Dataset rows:
-.-.-

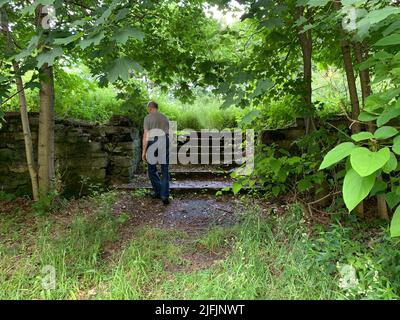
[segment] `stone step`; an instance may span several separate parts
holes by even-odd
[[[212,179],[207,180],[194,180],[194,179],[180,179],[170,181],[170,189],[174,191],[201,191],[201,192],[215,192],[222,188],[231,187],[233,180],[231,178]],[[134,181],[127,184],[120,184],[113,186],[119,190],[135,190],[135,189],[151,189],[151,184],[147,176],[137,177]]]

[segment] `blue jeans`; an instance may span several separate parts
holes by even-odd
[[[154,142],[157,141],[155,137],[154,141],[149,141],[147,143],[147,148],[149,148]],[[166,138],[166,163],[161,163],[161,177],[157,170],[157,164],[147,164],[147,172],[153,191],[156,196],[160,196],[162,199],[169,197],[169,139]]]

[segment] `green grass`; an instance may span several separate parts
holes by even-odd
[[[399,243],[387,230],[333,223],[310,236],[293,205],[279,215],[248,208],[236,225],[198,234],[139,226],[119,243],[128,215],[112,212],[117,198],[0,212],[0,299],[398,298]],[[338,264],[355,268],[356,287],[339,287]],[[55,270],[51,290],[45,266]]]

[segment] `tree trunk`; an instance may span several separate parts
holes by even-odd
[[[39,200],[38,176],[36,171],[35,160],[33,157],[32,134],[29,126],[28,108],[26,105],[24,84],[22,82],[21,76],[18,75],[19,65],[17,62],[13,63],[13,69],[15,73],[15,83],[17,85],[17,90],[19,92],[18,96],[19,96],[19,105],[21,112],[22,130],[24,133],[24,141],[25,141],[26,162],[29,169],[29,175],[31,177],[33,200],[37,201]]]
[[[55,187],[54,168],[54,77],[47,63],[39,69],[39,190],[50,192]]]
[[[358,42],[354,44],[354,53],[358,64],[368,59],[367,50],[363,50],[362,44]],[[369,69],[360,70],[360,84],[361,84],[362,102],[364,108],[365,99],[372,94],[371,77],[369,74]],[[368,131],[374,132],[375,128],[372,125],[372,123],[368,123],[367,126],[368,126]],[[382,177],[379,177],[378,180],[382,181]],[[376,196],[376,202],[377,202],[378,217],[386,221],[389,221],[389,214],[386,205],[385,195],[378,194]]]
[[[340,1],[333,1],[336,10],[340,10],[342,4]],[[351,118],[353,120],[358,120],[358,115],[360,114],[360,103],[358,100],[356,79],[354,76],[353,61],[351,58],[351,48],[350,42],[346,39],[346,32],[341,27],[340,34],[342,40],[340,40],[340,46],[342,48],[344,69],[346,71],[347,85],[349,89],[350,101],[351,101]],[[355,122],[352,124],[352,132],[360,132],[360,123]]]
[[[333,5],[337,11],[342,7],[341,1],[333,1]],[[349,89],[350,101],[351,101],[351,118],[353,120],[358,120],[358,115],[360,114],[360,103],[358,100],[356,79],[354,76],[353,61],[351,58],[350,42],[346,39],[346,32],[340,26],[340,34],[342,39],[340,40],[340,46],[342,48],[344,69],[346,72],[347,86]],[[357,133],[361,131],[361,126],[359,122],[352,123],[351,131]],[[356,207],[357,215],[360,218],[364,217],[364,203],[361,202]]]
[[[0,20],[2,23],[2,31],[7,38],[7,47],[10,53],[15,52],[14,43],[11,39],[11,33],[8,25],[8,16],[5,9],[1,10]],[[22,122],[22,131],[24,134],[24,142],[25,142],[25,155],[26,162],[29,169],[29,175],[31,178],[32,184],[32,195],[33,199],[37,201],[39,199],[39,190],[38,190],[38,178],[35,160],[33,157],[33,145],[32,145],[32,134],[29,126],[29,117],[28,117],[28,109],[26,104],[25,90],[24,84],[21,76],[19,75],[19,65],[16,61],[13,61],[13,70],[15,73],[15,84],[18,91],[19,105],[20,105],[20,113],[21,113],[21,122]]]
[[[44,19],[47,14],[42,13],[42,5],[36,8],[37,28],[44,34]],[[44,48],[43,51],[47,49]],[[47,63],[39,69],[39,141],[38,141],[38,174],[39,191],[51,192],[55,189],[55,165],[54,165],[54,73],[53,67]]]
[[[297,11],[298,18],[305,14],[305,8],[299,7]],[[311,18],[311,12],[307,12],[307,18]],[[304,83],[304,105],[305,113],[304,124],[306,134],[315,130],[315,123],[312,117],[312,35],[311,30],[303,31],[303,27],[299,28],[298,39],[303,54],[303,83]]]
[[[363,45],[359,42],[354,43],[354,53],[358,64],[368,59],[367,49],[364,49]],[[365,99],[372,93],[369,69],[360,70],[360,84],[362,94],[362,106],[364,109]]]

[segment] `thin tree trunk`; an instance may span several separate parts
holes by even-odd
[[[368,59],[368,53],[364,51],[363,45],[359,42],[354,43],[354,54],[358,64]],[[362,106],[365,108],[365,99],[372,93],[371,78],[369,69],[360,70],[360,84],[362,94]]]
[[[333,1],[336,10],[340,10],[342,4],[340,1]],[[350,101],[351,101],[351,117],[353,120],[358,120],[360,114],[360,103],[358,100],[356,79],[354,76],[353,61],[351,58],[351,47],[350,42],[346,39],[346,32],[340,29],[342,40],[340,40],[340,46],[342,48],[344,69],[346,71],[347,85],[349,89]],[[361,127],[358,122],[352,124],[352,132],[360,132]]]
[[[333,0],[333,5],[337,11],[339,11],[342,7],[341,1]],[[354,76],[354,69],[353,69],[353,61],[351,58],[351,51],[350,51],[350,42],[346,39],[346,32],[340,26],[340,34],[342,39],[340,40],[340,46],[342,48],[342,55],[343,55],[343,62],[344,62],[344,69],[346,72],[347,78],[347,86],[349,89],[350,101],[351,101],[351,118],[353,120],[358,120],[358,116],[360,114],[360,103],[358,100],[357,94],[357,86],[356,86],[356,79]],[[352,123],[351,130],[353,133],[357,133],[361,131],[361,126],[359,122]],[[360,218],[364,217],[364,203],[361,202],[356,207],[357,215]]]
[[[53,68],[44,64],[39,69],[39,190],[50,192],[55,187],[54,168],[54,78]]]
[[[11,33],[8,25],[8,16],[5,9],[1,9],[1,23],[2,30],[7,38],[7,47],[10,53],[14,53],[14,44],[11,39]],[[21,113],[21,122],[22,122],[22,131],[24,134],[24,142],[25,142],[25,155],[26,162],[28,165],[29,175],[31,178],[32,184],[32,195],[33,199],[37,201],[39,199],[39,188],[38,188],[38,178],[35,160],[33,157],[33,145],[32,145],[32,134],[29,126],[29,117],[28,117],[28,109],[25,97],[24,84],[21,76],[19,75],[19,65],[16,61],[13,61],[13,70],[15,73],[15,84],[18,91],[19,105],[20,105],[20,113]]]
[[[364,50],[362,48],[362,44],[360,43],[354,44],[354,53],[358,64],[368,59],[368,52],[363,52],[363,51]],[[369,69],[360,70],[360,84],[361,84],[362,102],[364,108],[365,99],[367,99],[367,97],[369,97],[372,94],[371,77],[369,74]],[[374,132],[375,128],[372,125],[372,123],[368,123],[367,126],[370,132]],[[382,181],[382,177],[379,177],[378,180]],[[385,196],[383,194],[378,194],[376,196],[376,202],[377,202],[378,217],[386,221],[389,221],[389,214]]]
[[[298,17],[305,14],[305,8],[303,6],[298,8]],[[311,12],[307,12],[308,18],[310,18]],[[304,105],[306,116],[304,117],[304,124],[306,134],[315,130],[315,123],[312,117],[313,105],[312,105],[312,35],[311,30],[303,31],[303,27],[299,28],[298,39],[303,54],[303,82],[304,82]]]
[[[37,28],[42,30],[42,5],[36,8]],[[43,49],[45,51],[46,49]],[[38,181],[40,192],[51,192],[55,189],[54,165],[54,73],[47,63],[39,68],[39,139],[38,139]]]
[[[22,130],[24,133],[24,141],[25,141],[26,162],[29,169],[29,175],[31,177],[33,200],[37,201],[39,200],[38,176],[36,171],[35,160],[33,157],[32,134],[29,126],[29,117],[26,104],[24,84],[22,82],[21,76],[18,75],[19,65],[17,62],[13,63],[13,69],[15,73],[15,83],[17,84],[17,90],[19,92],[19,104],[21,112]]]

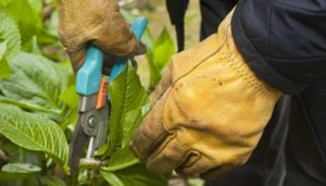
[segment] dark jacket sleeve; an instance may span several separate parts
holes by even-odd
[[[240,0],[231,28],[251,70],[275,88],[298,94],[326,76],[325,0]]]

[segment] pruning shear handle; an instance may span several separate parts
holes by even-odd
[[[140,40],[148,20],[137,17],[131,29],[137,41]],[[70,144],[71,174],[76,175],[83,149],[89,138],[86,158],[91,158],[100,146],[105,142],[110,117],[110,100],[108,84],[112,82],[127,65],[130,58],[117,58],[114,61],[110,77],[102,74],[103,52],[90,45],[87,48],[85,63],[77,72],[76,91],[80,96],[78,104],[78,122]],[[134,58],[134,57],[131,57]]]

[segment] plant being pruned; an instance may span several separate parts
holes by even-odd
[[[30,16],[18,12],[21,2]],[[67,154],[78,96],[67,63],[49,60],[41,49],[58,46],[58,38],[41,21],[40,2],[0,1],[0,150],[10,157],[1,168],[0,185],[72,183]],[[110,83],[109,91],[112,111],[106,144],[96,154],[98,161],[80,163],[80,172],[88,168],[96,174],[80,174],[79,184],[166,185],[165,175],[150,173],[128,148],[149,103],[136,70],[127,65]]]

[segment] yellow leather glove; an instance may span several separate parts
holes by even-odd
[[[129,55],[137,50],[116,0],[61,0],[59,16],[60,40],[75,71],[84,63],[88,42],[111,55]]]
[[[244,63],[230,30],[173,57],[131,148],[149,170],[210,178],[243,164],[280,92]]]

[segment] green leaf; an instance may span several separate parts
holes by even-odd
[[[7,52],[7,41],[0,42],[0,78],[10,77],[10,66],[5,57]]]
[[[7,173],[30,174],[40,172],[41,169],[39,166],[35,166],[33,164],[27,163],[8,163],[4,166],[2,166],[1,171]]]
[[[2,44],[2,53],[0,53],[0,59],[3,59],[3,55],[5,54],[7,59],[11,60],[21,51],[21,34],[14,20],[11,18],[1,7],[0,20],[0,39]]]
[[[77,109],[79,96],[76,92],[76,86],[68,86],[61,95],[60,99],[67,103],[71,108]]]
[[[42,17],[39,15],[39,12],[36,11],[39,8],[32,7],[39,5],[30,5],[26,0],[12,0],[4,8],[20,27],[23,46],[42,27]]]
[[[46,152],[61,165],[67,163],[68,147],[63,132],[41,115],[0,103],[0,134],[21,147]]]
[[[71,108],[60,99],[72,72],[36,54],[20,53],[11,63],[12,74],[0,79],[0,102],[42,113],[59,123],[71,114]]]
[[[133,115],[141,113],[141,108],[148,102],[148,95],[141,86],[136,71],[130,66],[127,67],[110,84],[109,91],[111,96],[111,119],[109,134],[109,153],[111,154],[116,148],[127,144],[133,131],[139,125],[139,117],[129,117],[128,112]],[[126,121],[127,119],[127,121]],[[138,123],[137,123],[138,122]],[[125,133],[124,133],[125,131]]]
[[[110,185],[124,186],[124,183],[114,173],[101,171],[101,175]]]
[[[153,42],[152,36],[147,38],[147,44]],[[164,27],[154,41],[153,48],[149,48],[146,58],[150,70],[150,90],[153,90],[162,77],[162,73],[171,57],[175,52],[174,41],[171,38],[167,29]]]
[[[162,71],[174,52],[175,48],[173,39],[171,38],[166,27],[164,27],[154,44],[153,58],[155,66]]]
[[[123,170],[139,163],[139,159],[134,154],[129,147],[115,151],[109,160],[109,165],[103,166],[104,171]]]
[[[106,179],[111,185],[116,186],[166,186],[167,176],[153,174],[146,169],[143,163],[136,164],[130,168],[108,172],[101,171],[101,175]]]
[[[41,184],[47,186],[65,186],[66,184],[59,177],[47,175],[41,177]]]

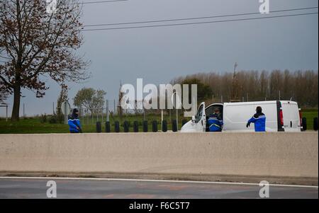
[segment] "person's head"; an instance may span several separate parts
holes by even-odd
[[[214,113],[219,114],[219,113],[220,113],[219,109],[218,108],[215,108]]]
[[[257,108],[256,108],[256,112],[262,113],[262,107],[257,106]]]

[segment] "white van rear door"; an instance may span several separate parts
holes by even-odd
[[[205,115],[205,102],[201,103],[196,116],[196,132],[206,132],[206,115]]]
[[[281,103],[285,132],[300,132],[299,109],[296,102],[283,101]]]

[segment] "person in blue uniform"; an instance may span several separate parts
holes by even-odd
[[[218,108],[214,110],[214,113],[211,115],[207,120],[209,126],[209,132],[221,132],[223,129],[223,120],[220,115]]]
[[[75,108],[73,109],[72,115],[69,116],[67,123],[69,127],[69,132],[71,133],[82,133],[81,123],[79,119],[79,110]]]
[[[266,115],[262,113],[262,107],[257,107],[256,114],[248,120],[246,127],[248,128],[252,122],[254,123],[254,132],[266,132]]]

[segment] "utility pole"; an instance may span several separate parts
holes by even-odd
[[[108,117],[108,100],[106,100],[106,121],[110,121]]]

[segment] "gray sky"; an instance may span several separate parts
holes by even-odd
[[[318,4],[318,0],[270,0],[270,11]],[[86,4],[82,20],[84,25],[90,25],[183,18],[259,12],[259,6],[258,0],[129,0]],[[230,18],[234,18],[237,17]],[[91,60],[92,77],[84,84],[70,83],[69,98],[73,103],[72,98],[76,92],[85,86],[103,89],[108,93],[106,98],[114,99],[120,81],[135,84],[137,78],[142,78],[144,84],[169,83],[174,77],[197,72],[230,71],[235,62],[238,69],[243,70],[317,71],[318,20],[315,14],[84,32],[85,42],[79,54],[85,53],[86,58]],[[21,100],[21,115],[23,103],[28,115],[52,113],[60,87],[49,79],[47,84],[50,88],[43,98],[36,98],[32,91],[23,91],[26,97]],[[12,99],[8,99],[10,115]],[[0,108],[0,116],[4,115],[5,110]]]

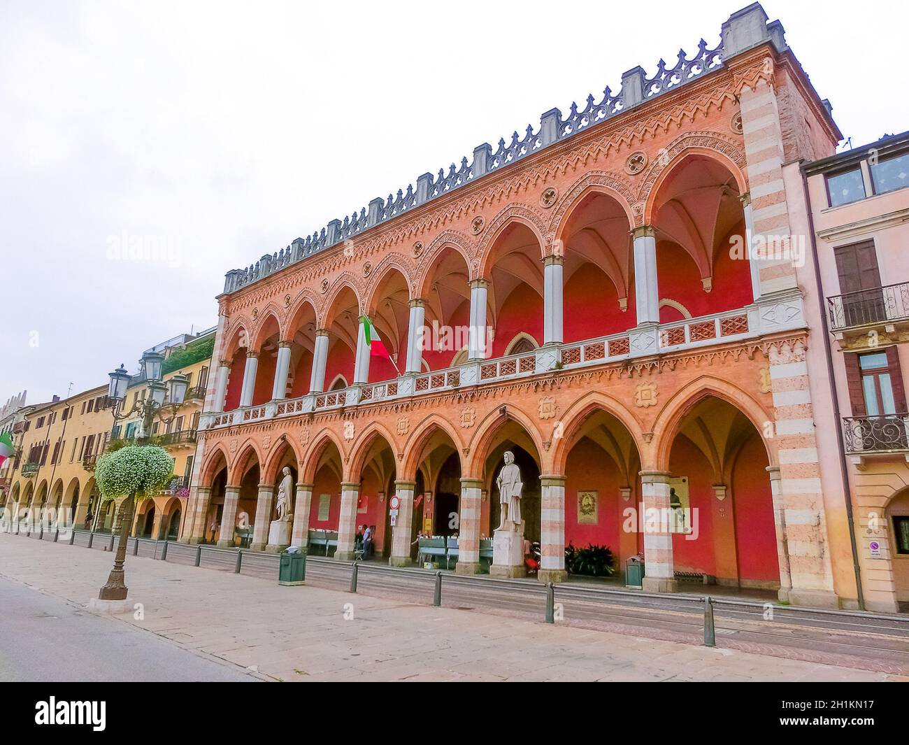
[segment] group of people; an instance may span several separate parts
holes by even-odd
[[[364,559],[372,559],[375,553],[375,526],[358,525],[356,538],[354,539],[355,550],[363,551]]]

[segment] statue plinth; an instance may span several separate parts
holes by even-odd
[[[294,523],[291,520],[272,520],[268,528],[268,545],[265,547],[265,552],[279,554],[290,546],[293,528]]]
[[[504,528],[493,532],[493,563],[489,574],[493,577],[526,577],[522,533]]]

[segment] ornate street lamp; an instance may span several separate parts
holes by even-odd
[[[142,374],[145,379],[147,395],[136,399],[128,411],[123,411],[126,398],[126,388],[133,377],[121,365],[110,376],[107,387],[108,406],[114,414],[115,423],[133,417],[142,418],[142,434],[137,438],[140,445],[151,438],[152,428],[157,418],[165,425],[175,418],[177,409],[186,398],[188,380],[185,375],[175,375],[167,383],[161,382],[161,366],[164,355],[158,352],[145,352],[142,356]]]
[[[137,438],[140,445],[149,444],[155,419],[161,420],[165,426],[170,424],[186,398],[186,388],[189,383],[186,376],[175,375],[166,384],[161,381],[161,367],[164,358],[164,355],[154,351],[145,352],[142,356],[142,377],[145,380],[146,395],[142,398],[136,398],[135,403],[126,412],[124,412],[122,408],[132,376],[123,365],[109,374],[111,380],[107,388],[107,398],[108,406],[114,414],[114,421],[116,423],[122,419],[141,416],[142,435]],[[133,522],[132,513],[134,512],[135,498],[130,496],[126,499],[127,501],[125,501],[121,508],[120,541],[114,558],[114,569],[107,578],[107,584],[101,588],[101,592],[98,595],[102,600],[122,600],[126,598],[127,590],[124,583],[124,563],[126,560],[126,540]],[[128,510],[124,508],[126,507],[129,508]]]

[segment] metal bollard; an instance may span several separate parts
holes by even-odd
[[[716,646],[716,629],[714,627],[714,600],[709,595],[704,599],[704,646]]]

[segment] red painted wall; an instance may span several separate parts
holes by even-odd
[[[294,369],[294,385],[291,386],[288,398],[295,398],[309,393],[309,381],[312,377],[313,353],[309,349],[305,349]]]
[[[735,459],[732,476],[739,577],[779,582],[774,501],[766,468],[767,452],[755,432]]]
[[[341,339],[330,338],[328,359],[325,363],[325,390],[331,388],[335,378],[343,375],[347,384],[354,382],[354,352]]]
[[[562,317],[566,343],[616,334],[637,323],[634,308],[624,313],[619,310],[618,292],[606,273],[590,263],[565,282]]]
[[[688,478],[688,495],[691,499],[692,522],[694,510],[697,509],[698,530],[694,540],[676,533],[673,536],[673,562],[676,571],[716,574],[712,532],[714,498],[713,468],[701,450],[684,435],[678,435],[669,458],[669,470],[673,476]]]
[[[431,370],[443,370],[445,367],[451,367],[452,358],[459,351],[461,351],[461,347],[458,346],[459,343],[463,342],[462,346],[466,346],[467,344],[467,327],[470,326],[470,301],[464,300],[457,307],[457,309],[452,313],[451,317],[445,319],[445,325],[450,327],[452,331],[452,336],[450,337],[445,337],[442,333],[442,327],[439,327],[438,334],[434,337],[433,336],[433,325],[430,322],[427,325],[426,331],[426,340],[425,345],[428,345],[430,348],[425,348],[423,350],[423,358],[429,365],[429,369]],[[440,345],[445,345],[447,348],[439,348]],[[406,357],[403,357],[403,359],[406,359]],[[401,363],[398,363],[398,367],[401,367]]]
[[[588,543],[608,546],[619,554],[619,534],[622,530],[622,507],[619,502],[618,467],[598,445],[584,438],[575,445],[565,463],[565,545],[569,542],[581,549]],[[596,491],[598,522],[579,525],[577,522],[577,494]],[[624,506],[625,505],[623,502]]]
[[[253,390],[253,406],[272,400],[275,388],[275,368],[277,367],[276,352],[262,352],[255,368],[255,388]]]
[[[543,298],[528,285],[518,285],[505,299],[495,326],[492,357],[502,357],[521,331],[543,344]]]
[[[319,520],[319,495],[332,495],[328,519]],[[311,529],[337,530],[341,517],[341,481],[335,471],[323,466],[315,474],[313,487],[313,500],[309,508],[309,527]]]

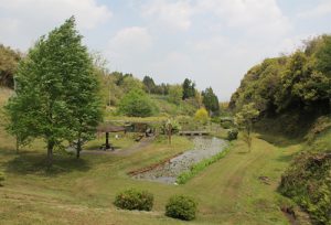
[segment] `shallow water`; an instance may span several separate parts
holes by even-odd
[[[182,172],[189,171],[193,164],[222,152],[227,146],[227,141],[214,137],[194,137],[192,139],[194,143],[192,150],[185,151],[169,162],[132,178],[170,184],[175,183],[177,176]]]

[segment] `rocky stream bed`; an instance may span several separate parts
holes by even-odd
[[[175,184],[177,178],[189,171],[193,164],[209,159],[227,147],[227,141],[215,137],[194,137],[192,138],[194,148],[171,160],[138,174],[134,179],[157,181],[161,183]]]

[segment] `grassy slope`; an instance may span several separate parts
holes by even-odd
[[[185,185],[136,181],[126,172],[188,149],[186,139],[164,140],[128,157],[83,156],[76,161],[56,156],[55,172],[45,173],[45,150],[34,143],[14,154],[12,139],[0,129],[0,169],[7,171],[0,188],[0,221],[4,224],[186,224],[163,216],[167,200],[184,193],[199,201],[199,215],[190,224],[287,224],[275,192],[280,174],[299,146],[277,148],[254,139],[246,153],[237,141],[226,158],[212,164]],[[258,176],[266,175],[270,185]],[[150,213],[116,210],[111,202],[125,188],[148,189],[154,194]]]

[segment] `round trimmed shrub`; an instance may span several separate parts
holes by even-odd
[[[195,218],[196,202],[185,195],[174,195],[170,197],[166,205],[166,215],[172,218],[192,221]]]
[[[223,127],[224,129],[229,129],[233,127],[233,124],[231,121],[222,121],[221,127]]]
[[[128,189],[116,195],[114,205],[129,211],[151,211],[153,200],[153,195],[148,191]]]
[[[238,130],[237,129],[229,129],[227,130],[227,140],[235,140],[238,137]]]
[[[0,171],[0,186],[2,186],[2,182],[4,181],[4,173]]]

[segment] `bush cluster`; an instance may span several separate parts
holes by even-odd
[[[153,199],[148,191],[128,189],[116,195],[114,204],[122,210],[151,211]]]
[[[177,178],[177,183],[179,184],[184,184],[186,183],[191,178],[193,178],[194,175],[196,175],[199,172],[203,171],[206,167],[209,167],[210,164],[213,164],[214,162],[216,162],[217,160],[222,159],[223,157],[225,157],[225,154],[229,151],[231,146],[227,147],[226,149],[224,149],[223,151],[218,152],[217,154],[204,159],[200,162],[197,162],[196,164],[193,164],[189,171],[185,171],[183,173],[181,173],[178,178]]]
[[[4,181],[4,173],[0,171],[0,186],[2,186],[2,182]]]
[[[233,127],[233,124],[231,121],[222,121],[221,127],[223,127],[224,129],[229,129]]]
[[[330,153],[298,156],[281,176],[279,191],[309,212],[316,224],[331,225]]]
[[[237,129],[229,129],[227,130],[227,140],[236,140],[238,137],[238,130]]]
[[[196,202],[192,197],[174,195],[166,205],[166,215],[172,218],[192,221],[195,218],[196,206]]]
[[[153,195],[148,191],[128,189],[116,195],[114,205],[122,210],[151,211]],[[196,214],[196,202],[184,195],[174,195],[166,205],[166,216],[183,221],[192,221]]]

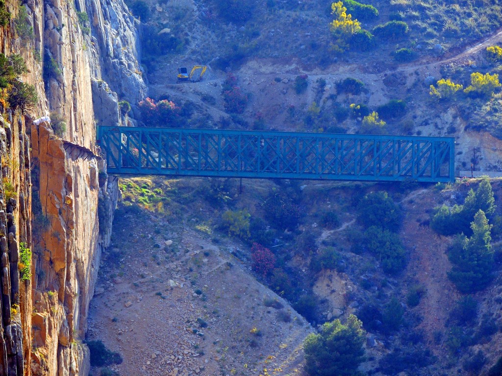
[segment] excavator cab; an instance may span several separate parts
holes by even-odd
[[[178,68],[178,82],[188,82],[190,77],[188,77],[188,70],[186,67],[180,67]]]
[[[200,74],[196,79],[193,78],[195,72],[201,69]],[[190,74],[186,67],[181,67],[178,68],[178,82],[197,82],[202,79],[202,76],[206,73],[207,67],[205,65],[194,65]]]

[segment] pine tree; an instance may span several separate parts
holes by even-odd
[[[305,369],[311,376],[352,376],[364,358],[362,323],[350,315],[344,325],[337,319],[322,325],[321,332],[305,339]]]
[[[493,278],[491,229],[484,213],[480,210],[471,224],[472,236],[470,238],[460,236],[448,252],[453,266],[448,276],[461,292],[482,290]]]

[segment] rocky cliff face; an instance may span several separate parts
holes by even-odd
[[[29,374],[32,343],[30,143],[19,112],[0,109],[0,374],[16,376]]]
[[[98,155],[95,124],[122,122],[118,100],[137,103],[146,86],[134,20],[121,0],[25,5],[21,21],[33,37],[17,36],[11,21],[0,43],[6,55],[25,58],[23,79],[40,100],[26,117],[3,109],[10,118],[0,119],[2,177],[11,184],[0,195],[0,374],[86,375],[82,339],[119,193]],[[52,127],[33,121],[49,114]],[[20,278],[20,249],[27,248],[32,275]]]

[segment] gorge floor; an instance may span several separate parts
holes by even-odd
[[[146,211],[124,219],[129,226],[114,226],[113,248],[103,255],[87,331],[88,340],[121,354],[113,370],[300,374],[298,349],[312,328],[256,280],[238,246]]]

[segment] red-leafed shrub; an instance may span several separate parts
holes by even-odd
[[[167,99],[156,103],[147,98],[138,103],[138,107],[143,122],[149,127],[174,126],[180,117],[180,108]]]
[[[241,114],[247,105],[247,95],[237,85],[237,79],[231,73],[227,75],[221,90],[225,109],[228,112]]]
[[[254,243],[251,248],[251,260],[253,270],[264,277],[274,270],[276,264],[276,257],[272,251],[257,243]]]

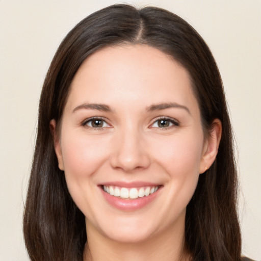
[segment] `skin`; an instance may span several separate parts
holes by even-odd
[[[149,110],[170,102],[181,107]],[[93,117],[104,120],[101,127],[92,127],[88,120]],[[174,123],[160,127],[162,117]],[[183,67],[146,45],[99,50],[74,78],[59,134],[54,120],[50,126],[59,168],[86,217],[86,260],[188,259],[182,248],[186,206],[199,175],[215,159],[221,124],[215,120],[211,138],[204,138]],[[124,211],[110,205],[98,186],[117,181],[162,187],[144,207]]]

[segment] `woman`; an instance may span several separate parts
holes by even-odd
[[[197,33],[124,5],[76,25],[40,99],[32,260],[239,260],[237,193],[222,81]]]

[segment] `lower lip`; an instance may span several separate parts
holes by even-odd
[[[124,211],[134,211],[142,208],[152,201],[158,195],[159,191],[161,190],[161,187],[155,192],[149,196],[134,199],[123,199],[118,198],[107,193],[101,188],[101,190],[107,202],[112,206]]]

-.-.-

- WORK REQUIRED -
Tally the lines in the dataset rows above that contain the string "blue", treating case as significant, and reply with the number alone.

- TASK RESULT -
2